Passage to read:

Fierljeppen or Polsstokverspringen (Netherlands)

Name of sport (game)


Name in native language

Polsstokverspringen From Frisian language: Fierljeppen - the Frisian name fierljeppen came from the English "far leaping" (fier-far, ljeppen-leaping), which means "far jumping".

Place of practice (continent, state, nation)

The Netherlands (especially Frisia, Utrecht region).


Because the Netherlands is largely below sea level or right on sea level, there are many waterways and canals. In the swamps of the Netherlands, the pole has been used to jump over watercourses for a long time. People often tried to jump over these canals using the pole.
The favourite entertainment, in the old days of, people living in the northern regions of Groningen and Friesland was collecting eggs of peewits. They were considered a delicacy. Often, to get them they had to overcome wide channels.
Brueghel's paintings already show the Dutch jumps through the canals. The first written certificates come from 1200.
Obviously, people were not satisfied only with jumping, so they started using longer and longer poles. Over time, it becomes an opportunity to compete in jumping above the canal with its use. That was the beginning of fierljeppen.
In the village of Baard (Frisia), on 24 August 1767, the first known official tournament took place, organized by the widow of Ype Gerbens, the local ruler. The competition was the result of bet, as reported by Leeuwarder Courant (the oldest daily newspaper in the Netherlands). Some sources claim that the year 1771 has been the official beginning of the competition.
In the 1930s, the sport competition was very similar to what it is nowadays. Official rules were established regarding the course of the competition, measurements and conditions of competition. Since 1956, regular competitions have been held in Friesland (all archive data with results are available on Polstokbond Holland (PHB) and Frysk Ljeppers Boun (FLB) websites.
The chairman of BFVW (Bond van Friese Vogelwachten) Sjoerd Span and Lykele Miedema the director of the Miedema factory, founded Fryske Ljeppers Kommisje (FLK) together with representatives of Vogelwacht, Winsum department. FLK consisted of members: Feije Broersma, Geert Dijkstra, Klaas Jepma and Sybren Bakker as well as Sjoerd Span and Lykele Miedema. Sjoerd Span became chairman. On August 10, 1957, De Fryske Ljeppers Kommisje (FLK) have organized the first official fierljep competition in Winsum under the guidance of BFVW. On 13 January 1960, the Association "Frysk Ljeppers Boun" was founded from the merger of FLK and Bond Voor Friese Polsstokverspringers - BVFP. On 28 June 1978, the statute was established in Winsum, and the last modification took place on 26 April 1988.

Supplied material:
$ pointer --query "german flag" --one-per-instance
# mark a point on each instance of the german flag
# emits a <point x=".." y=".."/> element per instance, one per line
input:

To-do list:
a - From the passage on fierljeppen, print the text starting with "Polsstokverspringen From Frisian" and going on through "overcome wide channels.".
b - According to the fierljeppen passage, in which village did the first known official tournament take place?
c - Pick up the fierljeppen passage after its final sentence and continue it.

Replies:
a -
Polsstokverspringen From Frisian language: Fierljeppen - the Frisian name fierljeppen came from the English "far leaping" (fier-far, ljeppen-leaping), which means "far jumping".

Place of practice (continent, state, nation)

The Netherlands (especially Frisia, Utrecht region).


Because the Netherlands is largely below sea level or right on sea level, there are many waterways and canals. In the swamps of the Netherlands, the pole has been used to jump over watercourses for a long time. People often tried to jump over these canals using the pole.
The favourite entertainment, in the old days of, people living in the northern regions of Groningen and Friesland was collecting eggs of peewits. They were considered a delicacy. Often, to get them they had to overcome wide channels.

b - Baard, in Frisia.

c -
In 1957, the Friesland league was created, afterwords leagues in Utrecht and South Netherlands, and in the 1970s the first championship of the Netherlands took place.
In the German region of East Frisia, this sport is known as Pultstockspringen. Today it is primarily cultivated for entertainment or as an attraction for tourists, but there is still an official annual National Fierljepping Manifestation (NFM) in the Netherlands. The competition takes place between the clubs that deal with this sport.
Up to 1975, people jumped on wooden poles, with a maximum length of 10 meters, which were then replaced with aluminium poles with a maximum length of 12.5 meters, including the extension. In 2006, they were replaced with plastic poles with a maximum length of 13.25 m, which are stiffer and less bend. The plastic allows to jump further. The Dutch record was 19.40 m for 15 years, belonged to Aart de With from Benschop which has been beaten many times during the season, four jumpers in 2006 managed to break the record from 1991. The disadvantage of plastic is its poor resistance to point loads, which should be handled with poles carefully.
Foreign tourists who visited Friesland and watched this sport contributed to its popularity around the world. Currently, competitions are organised in other places, although at a lower level due to the smaller number of competitors and the lack of appropriate locations.


This sport is a kind of combination of long jump and pole vault. The goal is to jump over a water tank with a pole and land on the other bank. The competitor runs towards the canal with water, inserting the pole into the water, climbs up as high as possible, then to land as far as possible on the opposite sandy shore.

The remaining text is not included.